Happy Scribe supports 62 languages, although to different levels of accuracy. Its most popular languages (English, French, etc.) are the most accurate. Less common languages, such as Zulu and Mongolian, require more extensive editing once the transcription has been generated.
There are options for automatic or manual transcription, which vary in price. The manual transcription is done by a team member and guarantees 99% accuracy, whereas the automatic transcription has a maximum accuracy of 85%. So, while it’s cheaper, it requires more work.
However, its pricing is fairly low. The automatic method starts at $0.23 a minute, and the manual is around $2.30 a minute. There are discounts for more than 25 hours of transcription, and Happy Scribes offers a 25% discount for students.
- Has options for automatic and man-made transcriptions
- Up to 99% accuracy
- Options for meeting transcriptions or subtitles
- Automatic transcription accuracy is lower than some other services
Amberscript has both automatic and human-made options. These apply to transcriptions and subtitles, and you can have options for verbatim or clean-read. The latter tidies up inaudible sounds and filler words.
You can upload your pre-recorded audio or video files for automatic transcription or send them directly to the service for manual transcription. You can pre-pay an hourly or monthly subscription for automatic services. The subscription includes 5 hours of audio or video a month.
The pricing makes it suitable for students, academics, and businesses. Although its editing services aren’t as extensive as other platforms, you can still do enough to get an accurate transcript.
- Automatic and man-made transcriptions
- Pre-paid or subscription options
- Suitable for all kinds of industries
- Doesn’t include extensive editing options
Temi claims to create automatic transcriptions in as little as 5 minutes. However, the platform makes it known that it struggles with heavy background noise and strong accents. This implies that its AI might not be as complex as other platforms.
Temi has a rolling price scale that costs $0.25 per minute. There’s only an automatic option, but this is fine for files like podcasts. However, the platform may struggle with video meetings due to background noise or poorer quality microphones.
Although its accuracy may be lacking compared to other Transkriptor alternatives, its editing tools are very easy to use. You can edit incorrect words and speakers, but that’s as far as the options go. However, it’s enough to generate a readable and accurate transcript.
You use a web dashboard to edit the transcription files. The dashboard lists all the transcriptions you’ve created with the service, which helps search for them in the future. However, this is the extent of what it offers. Providing you only need basic transcription of a meeting or audio file, it does enough.
- Inexpensive compared to other Transkriptor alternatives
- Fast transcription
- Easy to edit files
- Platform’s AI isn’t as accurate as other services
6. Express Scribe
Express Scribe is a downloadable program, unlike other Transkriptor alternatives, which are apps, web pages, or plugins. There are free and pro versions. The free version has reduced functionality, although it’s still enough to create accurate transcriptions.

■ Request: Reproduce the part of the transcription services comparison starting with "You can upload" and going on through "video a month.".

■ Record list:

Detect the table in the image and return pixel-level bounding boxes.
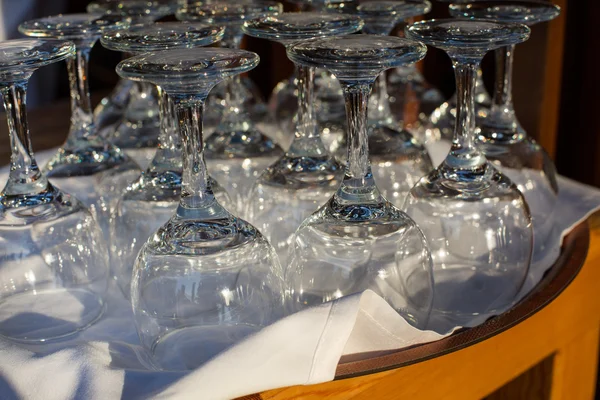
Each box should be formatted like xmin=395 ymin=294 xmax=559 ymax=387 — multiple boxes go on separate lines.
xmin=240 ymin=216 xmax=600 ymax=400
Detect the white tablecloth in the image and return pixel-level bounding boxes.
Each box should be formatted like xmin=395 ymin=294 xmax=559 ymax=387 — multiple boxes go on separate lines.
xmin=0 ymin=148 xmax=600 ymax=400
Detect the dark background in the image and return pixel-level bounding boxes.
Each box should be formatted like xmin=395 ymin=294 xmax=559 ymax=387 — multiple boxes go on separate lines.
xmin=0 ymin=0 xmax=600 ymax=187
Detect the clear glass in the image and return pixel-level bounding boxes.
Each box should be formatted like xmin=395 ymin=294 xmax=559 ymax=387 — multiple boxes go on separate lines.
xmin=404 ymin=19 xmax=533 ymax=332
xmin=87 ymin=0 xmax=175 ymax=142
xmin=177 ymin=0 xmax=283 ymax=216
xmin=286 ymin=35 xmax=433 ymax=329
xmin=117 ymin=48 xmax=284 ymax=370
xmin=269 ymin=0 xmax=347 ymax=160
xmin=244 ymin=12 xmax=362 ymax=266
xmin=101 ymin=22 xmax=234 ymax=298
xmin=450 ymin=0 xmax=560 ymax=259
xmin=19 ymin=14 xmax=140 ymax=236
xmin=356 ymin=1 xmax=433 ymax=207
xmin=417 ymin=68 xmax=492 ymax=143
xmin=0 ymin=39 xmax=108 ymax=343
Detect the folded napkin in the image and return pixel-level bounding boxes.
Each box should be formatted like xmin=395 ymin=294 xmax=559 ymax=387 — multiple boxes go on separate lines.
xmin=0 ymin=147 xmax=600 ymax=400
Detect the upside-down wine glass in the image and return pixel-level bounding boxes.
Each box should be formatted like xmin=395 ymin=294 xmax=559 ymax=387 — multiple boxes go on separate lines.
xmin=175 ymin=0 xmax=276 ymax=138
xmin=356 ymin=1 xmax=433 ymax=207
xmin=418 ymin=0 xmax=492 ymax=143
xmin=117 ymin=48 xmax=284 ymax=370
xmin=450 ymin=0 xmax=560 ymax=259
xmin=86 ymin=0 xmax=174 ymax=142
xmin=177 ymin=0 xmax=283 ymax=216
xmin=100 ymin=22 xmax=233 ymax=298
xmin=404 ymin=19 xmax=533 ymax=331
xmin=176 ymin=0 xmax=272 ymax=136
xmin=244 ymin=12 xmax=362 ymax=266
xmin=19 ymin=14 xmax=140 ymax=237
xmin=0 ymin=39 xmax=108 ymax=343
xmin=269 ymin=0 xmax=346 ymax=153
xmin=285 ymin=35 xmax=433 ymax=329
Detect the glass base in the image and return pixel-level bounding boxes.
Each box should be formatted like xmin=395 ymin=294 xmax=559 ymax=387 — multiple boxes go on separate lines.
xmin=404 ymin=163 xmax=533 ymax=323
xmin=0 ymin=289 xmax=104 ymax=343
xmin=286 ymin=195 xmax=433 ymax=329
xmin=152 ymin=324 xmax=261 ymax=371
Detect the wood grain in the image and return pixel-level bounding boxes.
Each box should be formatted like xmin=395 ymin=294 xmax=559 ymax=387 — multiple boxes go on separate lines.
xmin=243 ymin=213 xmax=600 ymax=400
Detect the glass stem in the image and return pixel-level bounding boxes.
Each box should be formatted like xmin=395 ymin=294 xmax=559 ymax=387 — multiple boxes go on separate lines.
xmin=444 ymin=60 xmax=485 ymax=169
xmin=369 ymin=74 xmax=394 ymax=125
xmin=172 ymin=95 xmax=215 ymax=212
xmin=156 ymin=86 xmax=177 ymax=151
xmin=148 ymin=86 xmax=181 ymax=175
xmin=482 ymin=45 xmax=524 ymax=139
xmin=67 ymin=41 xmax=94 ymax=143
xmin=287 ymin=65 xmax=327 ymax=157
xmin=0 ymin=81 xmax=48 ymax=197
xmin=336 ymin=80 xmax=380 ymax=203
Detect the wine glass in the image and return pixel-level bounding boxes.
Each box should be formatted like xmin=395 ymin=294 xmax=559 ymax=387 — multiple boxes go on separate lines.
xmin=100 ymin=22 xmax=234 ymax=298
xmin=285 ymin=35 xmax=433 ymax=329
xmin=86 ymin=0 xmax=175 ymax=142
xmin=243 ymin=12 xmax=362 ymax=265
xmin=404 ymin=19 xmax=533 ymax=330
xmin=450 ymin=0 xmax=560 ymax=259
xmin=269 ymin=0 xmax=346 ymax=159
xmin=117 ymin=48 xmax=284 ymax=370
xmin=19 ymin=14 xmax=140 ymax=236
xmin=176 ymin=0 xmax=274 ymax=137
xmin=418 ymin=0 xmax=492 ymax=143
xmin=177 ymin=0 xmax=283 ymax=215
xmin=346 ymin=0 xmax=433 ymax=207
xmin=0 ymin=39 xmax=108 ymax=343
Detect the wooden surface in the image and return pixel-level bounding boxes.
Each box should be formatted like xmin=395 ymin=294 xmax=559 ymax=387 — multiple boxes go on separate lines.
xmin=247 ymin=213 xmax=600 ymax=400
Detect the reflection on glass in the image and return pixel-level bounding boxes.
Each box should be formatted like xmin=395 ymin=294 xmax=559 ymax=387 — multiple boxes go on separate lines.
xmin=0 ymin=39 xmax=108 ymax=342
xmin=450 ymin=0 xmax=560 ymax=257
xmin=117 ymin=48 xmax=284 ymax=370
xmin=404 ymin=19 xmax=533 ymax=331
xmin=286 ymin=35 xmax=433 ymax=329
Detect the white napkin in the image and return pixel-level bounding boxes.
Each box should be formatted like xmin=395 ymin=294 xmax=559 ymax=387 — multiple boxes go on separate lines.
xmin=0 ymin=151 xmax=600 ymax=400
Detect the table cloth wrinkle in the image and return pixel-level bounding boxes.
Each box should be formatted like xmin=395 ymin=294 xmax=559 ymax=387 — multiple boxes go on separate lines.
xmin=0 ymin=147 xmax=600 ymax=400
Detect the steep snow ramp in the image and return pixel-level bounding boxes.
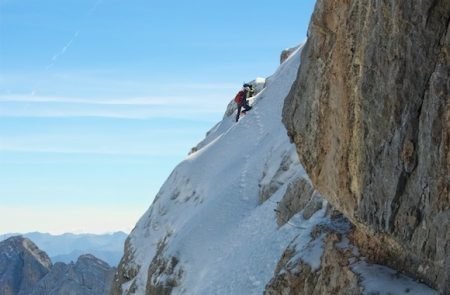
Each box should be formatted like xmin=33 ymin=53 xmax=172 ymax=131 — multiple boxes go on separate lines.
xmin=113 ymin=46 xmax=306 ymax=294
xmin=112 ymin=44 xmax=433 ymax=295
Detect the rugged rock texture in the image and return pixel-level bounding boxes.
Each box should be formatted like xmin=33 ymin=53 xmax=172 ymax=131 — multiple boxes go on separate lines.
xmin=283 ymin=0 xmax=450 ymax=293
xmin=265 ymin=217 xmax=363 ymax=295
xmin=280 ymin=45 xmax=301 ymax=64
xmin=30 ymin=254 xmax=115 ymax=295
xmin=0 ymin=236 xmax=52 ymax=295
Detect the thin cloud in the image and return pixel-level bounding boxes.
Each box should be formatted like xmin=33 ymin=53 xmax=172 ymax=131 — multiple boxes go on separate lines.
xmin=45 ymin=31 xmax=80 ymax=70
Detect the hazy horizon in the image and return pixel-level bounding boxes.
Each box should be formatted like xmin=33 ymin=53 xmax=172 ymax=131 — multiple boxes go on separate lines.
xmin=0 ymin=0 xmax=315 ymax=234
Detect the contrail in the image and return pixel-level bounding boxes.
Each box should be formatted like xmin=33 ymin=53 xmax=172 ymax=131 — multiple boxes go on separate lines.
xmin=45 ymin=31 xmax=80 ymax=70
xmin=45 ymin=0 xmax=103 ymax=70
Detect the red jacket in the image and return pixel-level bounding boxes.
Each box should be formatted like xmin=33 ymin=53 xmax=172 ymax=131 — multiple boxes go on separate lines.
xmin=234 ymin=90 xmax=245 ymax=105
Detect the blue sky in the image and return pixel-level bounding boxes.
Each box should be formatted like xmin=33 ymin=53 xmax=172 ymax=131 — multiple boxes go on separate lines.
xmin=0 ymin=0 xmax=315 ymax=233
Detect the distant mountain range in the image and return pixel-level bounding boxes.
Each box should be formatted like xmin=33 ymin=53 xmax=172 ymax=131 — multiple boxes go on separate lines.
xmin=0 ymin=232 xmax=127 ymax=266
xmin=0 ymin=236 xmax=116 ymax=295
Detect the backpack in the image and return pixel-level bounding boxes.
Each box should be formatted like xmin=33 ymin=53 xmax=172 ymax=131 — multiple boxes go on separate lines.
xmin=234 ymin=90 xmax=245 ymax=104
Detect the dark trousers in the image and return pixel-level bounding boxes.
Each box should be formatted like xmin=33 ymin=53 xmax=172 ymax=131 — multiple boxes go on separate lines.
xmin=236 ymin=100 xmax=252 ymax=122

==

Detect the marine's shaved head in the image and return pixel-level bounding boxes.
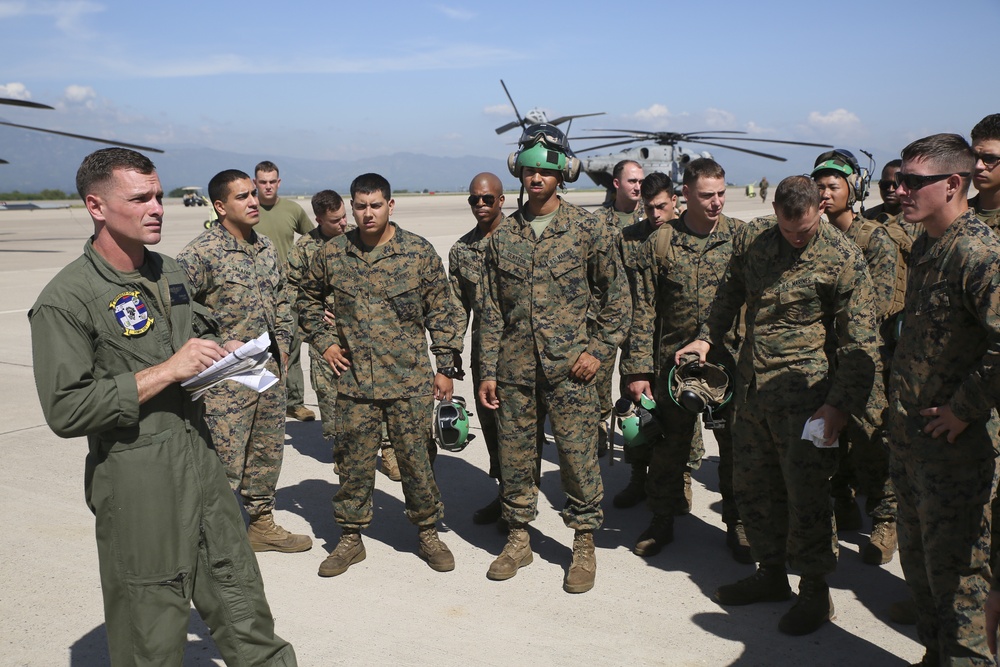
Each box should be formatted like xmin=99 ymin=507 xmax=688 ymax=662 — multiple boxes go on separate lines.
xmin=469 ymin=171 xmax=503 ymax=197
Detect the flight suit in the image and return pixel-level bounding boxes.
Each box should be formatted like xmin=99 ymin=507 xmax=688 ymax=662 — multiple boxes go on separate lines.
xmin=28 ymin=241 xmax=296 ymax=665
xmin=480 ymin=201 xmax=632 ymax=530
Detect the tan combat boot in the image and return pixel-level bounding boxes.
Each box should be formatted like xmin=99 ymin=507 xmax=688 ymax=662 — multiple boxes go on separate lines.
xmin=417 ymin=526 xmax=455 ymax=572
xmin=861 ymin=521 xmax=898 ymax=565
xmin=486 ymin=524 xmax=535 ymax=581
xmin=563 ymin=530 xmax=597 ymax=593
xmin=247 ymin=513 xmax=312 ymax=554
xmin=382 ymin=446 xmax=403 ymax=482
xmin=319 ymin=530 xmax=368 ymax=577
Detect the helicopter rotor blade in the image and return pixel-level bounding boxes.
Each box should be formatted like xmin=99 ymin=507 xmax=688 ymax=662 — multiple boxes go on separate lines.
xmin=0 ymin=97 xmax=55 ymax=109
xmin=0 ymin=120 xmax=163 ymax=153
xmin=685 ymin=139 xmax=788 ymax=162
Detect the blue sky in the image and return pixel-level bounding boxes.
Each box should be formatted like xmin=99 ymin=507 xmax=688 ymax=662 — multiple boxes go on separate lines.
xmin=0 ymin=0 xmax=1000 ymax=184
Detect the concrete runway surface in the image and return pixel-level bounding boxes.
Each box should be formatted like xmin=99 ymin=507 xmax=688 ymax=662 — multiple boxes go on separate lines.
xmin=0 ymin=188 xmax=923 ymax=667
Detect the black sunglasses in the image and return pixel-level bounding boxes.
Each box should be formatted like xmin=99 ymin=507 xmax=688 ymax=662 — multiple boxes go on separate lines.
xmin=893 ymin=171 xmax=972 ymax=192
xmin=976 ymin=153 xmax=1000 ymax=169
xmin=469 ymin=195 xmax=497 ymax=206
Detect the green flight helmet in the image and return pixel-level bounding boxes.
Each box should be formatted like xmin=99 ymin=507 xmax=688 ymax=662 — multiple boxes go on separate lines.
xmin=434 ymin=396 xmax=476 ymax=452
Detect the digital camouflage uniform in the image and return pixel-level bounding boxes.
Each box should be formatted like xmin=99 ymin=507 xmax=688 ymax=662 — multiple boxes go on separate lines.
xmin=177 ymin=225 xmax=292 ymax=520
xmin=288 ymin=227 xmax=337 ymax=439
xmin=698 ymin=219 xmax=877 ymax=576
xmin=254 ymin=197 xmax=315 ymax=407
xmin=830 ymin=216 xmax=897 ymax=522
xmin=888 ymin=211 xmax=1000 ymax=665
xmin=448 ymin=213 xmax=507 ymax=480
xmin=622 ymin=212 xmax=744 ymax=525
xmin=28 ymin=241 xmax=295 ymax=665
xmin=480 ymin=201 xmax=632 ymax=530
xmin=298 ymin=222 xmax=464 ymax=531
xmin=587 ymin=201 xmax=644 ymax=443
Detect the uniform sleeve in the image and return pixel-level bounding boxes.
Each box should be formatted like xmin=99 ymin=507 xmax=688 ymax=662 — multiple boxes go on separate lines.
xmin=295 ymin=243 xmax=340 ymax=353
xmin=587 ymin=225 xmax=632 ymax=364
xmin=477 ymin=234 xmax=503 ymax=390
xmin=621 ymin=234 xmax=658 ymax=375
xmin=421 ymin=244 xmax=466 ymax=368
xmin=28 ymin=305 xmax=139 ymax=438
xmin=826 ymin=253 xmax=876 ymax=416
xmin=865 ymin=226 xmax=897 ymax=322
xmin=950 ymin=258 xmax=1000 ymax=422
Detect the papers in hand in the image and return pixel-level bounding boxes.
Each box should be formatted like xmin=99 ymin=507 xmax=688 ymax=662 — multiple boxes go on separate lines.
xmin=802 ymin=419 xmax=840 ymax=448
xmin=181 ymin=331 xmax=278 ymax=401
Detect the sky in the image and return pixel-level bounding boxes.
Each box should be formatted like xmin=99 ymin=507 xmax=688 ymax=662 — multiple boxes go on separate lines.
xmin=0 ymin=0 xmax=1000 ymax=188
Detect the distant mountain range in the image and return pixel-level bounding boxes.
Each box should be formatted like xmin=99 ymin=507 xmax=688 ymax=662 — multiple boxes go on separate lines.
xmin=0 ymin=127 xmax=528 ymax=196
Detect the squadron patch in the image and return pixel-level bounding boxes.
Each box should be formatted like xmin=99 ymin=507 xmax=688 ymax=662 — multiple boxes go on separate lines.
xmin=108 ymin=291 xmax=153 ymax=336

■ Exercise response:
You can upload your pre-recorded audio or video files for automatic transcription or send them directly to the service for manual transcription. You can pre-pay an hourly or monthly subscription for automatic services. The subscription includes 5 hours of audio or video a month.